*WHAT IS ASKED*: Gather every line in the material below that contains the word "band" and copy each of those lines in full.

(Bounding box annotation entries)
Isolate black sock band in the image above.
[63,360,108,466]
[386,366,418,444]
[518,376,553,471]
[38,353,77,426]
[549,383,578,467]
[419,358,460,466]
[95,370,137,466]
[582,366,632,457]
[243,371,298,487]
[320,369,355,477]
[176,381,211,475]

*EXPECTED OUTPUT*:
Isolate black sock band in the image above.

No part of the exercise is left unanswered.